Work request:
Go through the data below. List every line that holds the word "above".

Records provided:

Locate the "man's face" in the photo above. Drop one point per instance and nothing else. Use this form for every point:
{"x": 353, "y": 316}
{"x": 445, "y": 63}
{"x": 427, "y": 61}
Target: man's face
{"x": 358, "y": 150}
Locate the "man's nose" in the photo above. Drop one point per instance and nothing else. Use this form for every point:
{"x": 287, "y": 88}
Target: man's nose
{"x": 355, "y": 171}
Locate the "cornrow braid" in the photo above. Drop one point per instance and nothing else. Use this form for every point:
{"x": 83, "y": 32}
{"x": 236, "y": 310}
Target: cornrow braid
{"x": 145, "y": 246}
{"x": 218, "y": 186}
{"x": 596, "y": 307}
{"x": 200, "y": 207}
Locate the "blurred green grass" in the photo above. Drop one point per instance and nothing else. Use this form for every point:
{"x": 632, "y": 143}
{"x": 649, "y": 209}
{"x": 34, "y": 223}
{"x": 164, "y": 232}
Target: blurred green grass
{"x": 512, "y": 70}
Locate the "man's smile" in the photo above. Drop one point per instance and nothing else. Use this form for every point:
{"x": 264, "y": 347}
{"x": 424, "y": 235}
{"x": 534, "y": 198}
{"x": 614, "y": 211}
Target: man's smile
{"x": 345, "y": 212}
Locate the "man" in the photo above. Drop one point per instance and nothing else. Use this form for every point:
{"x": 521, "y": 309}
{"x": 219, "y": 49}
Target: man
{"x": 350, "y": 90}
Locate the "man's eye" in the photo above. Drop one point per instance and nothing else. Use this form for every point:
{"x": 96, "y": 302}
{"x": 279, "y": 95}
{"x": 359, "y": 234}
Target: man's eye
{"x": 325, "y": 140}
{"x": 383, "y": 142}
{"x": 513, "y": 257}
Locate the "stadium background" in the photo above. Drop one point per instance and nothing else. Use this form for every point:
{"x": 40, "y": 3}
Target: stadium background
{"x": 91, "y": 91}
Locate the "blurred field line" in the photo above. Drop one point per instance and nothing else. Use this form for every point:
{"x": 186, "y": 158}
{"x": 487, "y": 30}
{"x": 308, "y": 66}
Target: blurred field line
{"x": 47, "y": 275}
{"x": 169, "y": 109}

Result of this task:
Locate the "man's face" in the photo above. Drop one point per instance and nothing else. Use this form for every point:
Locate the "man's nose" in the photo above. Drop one point per instance and nothing else. Use this form for every point:
Locate the "cornrow braid" in the photo above. Drop one point per instance and nothing else. Use this form for every point:
Locate the "blurred green grass" in the photo above. Drop one point per instance and nothing else. Use this form for every point:
Locate the "man's smile" in the photo above. Drop one point per instance and nothing else. Use this form for every point:
Locate the "man" in the photo above. Drop one point per instance and nothing else. Use this form for every point:
Locate the "man's eye" in the photo above. Drop one point per instance and nothing else. Use this form for every point:
Locate the "stadium background" in the photo above. Drop one point per instance and nothing else. Use this form for every point:
Locate the "blurred field line" in the photo above. Drop one point per instance and nothing else. Use this form for every point:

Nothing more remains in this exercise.